++++ Supplied data ++++
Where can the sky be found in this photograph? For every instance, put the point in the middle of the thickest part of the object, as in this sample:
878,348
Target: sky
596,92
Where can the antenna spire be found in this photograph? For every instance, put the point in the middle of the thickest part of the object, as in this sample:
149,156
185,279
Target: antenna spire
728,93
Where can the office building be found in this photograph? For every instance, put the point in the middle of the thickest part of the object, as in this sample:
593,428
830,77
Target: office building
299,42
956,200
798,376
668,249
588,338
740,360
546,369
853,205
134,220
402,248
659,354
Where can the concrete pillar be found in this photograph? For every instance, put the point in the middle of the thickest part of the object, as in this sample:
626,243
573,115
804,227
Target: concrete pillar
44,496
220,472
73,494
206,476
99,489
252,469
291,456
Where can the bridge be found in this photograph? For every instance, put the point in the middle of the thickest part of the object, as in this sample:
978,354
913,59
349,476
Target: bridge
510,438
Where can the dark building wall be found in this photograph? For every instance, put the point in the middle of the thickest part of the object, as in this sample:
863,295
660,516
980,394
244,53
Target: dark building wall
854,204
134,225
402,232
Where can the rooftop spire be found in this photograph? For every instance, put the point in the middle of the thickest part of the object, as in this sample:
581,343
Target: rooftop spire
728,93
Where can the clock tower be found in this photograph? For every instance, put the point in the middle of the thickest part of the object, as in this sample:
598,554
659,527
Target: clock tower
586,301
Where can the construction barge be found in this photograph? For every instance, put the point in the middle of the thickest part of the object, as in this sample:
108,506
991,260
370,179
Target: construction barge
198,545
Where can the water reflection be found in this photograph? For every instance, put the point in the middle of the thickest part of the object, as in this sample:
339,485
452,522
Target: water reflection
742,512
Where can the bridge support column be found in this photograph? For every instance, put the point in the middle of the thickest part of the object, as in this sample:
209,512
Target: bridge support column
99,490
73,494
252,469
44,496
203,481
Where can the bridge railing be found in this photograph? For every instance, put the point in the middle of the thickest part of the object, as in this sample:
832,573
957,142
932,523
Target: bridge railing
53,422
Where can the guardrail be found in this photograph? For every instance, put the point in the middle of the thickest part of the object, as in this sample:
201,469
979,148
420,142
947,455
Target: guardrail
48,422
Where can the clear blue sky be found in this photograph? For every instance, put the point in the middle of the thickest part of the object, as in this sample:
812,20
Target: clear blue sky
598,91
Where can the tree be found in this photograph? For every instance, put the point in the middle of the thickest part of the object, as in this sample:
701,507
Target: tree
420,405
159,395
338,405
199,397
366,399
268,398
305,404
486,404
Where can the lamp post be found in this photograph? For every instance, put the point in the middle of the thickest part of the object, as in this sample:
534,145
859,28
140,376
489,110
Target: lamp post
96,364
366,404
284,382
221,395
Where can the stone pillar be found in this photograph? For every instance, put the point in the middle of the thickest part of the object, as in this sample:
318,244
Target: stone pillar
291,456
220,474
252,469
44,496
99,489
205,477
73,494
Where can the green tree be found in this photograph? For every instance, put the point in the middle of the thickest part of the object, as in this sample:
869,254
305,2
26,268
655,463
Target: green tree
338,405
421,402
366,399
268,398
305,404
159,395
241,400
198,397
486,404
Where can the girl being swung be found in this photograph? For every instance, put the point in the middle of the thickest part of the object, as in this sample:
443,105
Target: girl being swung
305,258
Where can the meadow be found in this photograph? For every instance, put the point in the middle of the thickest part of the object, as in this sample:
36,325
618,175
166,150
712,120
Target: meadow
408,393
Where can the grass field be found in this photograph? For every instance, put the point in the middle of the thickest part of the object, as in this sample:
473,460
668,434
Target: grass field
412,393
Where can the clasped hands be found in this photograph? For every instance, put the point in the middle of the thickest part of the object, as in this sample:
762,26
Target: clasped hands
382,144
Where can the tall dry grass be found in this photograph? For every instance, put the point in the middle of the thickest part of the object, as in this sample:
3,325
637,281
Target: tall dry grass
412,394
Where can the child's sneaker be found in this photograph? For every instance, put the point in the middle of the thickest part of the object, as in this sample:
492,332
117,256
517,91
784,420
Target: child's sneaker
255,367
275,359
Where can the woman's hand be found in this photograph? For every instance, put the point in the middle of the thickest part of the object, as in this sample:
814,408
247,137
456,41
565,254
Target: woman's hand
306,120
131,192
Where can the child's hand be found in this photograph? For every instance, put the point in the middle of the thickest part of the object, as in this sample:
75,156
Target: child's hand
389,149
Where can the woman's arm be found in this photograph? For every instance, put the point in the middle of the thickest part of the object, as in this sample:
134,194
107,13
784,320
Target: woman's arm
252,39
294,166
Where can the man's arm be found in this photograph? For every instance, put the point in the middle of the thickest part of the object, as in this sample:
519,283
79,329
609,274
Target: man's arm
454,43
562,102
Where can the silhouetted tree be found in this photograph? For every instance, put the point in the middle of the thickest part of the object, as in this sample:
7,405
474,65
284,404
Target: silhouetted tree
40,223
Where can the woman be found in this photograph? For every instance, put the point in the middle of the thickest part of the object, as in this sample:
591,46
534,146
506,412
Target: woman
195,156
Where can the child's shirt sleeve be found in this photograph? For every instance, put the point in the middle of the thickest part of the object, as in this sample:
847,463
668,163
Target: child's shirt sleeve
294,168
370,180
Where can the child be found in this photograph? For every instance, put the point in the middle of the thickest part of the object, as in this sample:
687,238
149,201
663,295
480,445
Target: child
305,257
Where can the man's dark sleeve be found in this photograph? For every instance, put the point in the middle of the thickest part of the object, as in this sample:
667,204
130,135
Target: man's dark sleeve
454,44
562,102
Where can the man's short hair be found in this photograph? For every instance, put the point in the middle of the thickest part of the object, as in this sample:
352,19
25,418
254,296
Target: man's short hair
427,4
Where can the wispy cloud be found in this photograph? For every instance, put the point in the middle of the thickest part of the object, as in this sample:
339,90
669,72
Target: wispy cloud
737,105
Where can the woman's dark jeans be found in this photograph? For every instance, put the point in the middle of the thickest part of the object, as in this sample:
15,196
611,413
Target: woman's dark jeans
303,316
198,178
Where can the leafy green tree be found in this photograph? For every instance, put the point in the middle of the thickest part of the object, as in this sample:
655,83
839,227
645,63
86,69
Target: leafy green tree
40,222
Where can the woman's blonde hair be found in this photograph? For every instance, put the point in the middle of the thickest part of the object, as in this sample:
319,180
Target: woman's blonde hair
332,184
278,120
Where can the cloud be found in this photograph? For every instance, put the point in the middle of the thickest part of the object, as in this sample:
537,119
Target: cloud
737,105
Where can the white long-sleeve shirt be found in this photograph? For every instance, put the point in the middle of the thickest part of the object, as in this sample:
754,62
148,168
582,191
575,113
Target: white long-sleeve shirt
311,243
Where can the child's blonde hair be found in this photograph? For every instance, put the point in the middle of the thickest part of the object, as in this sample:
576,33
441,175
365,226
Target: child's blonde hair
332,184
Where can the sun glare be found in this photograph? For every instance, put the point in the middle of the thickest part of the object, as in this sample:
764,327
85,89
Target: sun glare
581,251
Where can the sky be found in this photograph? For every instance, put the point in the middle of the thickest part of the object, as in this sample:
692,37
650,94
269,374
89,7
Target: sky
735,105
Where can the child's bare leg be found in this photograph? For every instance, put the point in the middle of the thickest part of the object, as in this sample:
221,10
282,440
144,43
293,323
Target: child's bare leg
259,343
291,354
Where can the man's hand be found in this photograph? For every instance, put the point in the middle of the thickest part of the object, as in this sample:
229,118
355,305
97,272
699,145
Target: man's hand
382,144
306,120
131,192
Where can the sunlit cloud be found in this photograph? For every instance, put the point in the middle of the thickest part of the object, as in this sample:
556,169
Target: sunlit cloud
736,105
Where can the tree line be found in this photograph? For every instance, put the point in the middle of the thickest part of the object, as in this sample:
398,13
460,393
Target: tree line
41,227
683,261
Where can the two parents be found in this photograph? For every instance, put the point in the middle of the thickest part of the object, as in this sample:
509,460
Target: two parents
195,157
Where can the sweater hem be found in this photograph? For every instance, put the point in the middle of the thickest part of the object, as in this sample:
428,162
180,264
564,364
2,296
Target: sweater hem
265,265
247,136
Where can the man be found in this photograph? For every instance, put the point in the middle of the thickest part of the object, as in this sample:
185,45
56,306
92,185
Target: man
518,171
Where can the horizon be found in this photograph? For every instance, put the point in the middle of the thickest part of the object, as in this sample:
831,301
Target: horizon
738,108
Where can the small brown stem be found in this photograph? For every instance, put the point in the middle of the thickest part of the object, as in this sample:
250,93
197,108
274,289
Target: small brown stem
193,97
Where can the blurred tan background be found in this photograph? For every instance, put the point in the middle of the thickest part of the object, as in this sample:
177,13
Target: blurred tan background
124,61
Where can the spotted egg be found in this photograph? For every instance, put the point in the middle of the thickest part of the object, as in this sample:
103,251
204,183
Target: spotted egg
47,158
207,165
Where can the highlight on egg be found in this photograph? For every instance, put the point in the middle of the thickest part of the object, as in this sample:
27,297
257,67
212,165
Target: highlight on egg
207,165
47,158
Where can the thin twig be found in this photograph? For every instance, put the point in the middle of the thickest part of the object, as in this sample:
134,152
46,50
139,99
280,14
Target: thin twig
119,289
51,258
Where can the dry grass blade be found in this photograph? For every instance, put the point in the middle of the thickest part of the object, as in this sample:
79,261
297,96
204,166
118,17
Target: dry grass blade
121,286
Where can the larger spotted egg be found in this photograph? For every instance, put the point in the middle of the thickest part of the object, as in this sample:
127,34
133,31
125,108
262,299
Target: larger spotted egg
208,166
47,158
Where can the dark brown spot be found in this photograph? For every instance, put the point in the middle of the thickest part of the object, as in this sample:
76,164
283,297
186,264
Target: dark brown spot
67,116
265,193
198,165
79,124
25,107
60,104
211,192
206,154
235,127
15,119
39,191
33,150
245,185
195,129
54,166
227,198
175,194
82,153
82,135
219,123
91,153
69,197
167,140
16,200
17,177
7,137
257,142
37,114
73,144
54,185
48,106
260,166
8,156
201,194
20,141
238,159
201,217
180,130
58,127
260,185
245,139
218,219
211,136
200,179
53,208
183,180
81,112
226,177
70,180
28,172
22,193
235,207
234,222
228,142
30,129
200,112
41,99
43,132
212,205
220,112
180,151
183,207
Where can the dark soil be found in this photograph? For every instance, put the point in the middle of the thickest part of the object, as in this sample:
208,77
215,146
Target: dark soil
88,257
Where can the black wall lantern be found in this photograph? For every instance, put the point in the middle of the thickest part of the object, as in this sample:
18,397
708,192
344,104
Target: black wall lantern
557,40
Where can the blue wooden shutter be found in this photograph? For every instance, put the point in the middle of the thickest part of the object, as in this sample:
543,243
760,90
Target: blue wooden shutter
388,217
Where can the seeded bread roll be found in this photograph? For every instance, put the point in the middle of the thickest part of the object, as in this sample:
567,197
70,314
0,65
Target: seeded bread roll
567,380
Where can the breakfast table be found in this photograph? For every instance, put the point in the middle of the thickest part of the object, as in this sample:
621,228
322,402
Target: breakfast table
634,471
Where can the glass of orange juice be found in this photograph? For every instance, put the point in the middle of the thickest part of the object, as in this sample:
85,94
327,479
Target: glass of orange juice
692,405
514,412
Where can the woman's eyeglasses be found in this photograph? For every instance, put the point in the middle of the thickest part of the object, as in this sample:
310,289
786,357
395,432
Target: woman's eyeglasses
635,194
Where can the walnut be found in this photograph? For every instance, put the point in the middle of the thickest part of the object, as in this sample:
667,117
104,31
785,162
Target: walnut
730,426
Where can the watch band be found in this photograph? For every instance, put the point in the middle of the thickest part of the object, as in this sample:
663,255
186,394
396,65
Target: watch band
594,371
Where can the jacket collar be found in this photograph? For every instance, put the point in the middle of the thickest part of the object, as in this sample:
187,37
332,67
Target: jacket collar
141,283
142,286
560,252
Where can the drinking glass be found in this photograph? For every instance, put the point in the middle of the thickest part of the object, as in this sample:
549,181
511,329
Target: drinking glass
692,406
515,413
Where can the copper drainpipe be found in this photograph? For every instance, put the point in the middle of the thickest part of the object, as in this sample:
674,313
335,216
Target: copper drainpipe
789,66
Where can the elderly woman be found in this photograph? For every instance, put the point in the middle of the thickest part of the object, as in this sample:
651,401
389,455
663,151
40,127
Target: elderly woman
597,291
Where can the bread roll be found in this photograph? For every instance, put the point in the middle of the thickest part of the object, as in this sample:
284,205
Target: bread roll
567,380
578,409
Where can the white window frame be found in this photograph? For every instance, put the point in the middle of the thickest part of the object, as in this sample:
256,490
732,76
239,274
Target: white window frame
++++
## Problem to solve
Repeat the lines from the one containing "Where can the glass" through the end of the listing, exactly and without any other lines; both ends are included.

## Solved exercise
Where can the glass of orange juice be found in this photograph? For every instance, put the point in the middle of the thickest part of the object, as in this sample:
85,94
327,479
Target: glass of orange juice
692,405
514,412
Where can the woman's eyeglasses be found in this photograph? For every instance, put the point in the middle of the thickest part of the object, as in this sample:
310,289
786,357
395,432
Target: woman's eyeglasses
635,194
Where can the walnut be found in this photograph? For every instance, put the point in the middle of the thickest part of the object, as in this sample:
667,117
104,31
785,162
Target: walnut
730,426
Where can the watch band be found in this photograph? For every instance, put the point in the middle of the thickest part of the object, as in this sample:
663,255
186,394
396,65
Target: watch band
594,371
Where can the jacket collar be found in this photograph? For every instance, put the point in the middle of the thickest part of the object, as in this sample:
187,37
332,67
Target: jacket collar
141,283
142,286
560,252
Where can the drinking glass be found in this photograph? For every instance, put the point in the middle of the thickest part of the object, as in this sample:
549,181
511,329
Target: drinking glass
692,406
515,413
Where can the copper drainpipe be found in this photograph? For every instance, put the point in the middle of the thickest part of the object, as in this sample:
674,313
335,216
Target: copper drainpipe
789,66
Where can the elderly woman be found in this photograph? For every instance, put the point in the middle of the thickest part of the object, as in this sample:
651,401
389,455
663,151
40,127
Target: elderly woman
597,291
Where can the bread roll be found in this photograph? For every instance, put the point in the middle of the thickest part of the object, as in this sample:
284,205
Target: bread roll
567,380
578,409
Where can the white window frame be found in this photograph? For every instance, put the point in the middle of the thickest part of the object, as in this sample:
256,490
732,76
239,274
Target: white window frame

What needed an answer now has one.